=== DATA PROVIDED ===

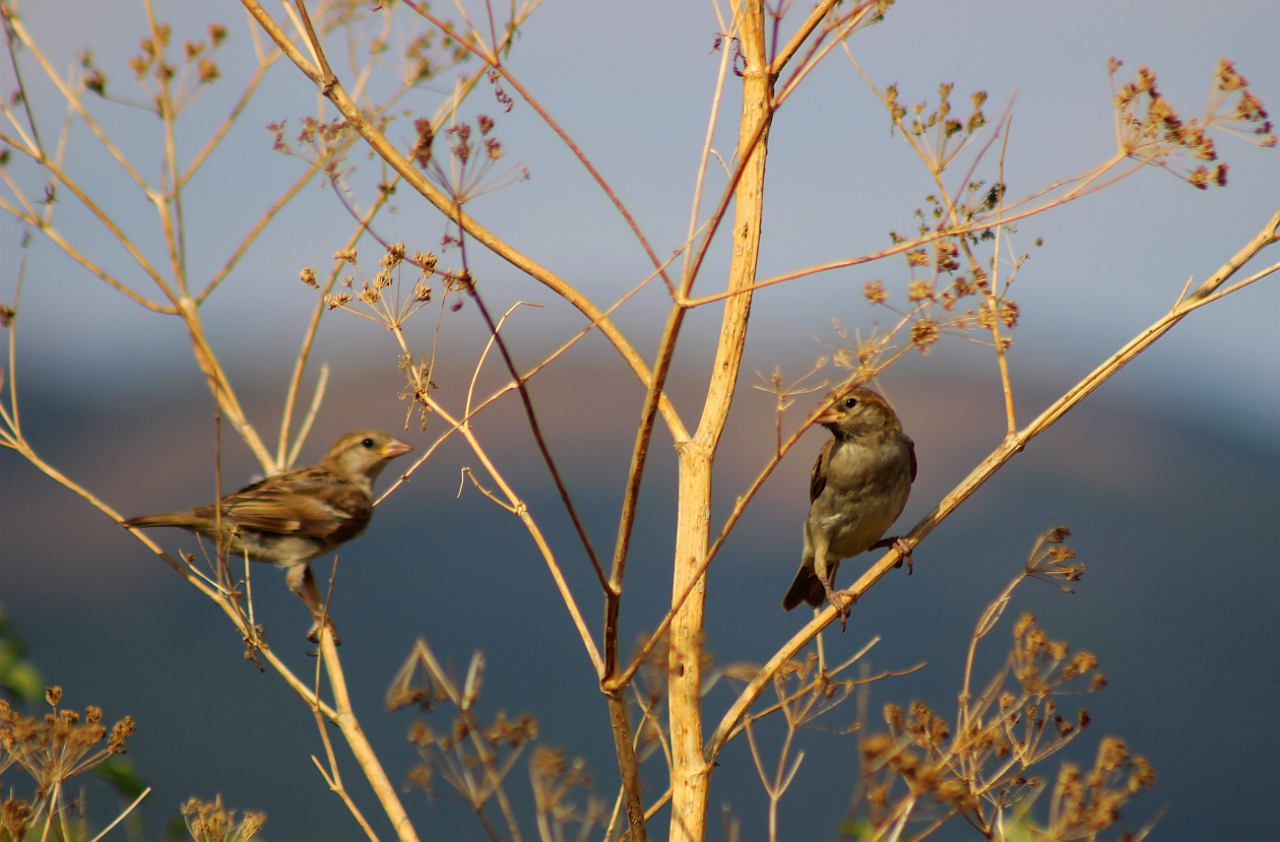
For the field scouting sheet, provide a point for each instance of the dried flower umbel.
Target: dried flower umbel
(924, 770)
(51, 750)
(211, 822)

===
=== DATA PROVIDED ===

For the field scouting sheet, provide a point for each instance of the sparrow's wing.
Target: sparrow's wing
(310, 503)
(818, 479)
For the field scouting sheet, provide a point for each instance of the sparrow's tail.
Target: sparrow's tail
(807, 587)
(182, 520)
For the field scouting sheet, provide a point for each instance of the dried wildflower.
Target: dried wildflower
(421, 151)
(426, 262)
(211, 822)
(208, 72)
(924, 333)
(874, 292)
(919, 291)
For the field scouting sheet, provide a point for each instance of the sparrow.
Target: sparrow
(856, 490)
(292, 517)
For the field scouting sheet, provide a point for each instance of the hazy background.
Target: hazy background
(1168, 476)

===

**REQUEST**
Convert only the records in the part that opens with the line containing "the sparrow's wing." and closes with the line containing "(1168, 476)" into a two-column CSV with the columns text and answer. Use one row per record, put each value in a quoted field, and replace line breaks with spaces.

**SOLUTION FOR THIS TASK**
text,answer
"For the field scouting sheet, provide a point for each instance of the sparrow's wing. Target: sparrow's wing","(310, 503) (818, 479)"
"For the field scouting sheet, provide a point for each instance of the sparrow's tail. Target: sparrow's tail","(807, 587) (182, 520)"
"For the field scouting sheet, provide a point for each instance of the dried wildflower. Target: dried wildflower","(421, 151) (426, 262) (211, 822) (208, 72) (924, 333) (874, 292) (919, 291)"
"For the field scouting sheet, provide a point for each instance of the sparrow. Target: sparrow","(856, 490) (292, 517)"
"For the field scouting sheet, provide a point for each instance of the hazy background. Target: hazy background","(1168, 476)"